>>

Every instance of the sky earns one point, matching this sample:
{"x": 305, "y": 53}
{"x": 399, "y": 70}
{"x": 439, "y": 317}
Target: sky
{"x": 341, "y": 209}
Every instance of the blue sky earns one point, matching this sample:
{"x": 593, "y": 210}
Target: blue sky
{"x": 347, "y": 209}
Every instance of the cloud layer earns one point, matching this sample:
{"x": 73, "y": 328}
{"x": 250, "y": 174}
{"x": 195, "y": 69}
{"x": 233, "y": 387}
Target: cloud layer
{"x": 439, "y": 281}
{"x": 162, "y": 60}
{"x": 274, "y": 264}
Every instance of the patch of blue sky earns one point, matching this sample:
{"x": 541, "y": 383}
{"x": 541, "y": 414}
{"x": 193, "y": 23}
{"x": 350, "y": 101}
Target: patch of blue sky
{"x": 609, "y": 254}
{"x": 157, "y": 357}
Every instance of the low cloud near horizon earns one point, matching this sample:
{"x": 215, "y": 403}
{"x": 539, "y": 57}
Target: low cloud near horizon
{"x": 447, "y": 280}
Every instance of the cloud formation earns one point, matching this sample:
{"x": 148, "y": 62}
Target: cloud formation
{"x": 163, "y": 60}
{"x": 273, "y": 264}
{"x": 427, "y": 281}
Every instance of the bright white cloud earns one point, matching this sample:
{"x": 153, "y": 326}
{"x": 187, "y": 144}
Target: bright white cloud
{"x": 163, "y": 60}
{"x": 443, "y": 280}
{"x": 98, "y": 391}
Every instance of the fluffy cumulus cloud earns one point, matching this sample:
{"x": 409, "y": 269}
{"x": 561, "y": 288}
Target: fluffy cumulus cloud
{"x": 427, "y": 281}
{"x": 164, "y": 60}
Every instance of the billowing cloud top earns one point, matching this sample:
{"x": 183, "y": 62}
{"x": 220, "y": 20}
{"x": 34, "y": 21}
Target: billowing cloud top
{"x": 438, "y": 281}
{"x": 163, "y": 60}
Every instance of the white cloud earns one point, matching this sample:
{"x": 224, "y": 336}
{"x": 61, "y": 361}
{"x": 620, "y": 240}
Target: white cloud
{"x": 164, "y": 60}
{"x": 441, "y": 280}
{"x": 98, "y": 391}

<<

Please recast all the entries above as a Markdown table with two columns, Row and Line. Number each line and leave out blank lines.

EXERCISE RESPONSE:
| Row | Line |
|---|---|
| 1 | Every instance of the sky earns one point, matching this sample: |
| 2 | {"x": 305, "y": 53} |
| 3 | {"x": 399, "y": 70} |
| 4 | {"x": 439, "y": 317} |
| 5 | Target: sky |
| 6 | {"x": 341, "y": 209} |
| 7 | Every instance of the blue sky earns one point, matching this sample: |
| 8 | {"x": 593, "y": 210} |
| 9 | Target: blue sky |
| 10 | {"x": 347, "y": 209} |
| 11 | Every instance of the cloud layer earns one point, matching this sample: |
| 12 | {"x": 73, "y": 328} |
| 13 | {"x": 250, "y": 174} |
| 14 | {"x": 195, "y": 69} |
| 15 | {"x": 233, "y": 387} |
| 16 | Target: cloud layer |
| 17 | {"x": 439, "y": 281} |
| 18 | {"x": 162, "y": 60} |
| 19 | {"x": 274, "y": 264} |
| 20 | Every instance of the patch of blue sky earns one point, matching this sample: |
| 21 | {"x": 541, "y": 383} |
| 22 | {"x": 541, "y": 414} |
| 23 | {"x": 193, "y": 23} |
| 24 | {"x": 350, "y": 101} |
| 25 | Target: patch of blue sky |
| 26 | {"x": 609, "y": 254} |
| 27 | {"x": 157, "y": 357} |
| 28 | Every instance of the low cloud near horizon earns one point, matching this sample: |
| 29 | {"x": 215, "y": 403} |
| 30 | {"x": 539, "y": 57} |
| 31 | Target: low cloud near horizon |
| 32 | {"x": 447, "y": 280} |
| 33 | Every instance of the cloud formation earns one point, matching this sample: |
| 34 | {"x": 148, "y": 62} |
| 35 | Target: cloud formation |
| 36 | {"x": 163, "y": 60} |
| 37 | {"x": 273, "y": 264} |
| 38 | {"x": 427, "y": 281} |
| 39 | Every instance of the bright white cloud earns one point, matching this sample: |
| 40 | {"x": 153, "y": 326} |
| 41 | {"x": 187, "y": 144} |
| 42 | Target: bright white cloud |
| 43 | {"x": 163, "y": 60} |
| 44 | {"x": 443, "y": 280} |
| 45 | {"x": 98, "y": 391} |
| 46 | Every instance of the fluffy cumulus cloud earns one point, matching this sample: |
| 47 | {"x": 409, "y": 269} |
| 48 | {"x": 561, "y": 288} |
| 49 | Target: fluffy cumulus cloud |
| 50 | {"x": 427, "y": 281} |
| 51 | {"x": 164, "y": 60} |
| 52 | Every instance of the billowing cloud top earns one point, matching this sample: |
| 53 | {"x": 183, "y": 62} |
| 54 | {"x": 220, "y": 20} |
| 55 | {"x": 34, "y": 21} |
| 56 | Target: billowing cloud top |
| 57 | {"x": 438, "y": 281} |
| 58 | {"x": 163, "y": 60} |
| 59 | Every instance of the white cloud earns one point, matching this sample: |
| 60 | {"x": 224, "y": 336} |
| 61 | {"x": 61, "y": 361} |
| 62 | {"x": 620, "y": 240} |
| 63 | Target: white cloud |
| 64 | {"x": 164, "y": 60} |
| 65 | {"x": 441, "y": 280} |
| 66 | {"x": 98, "y": 391} |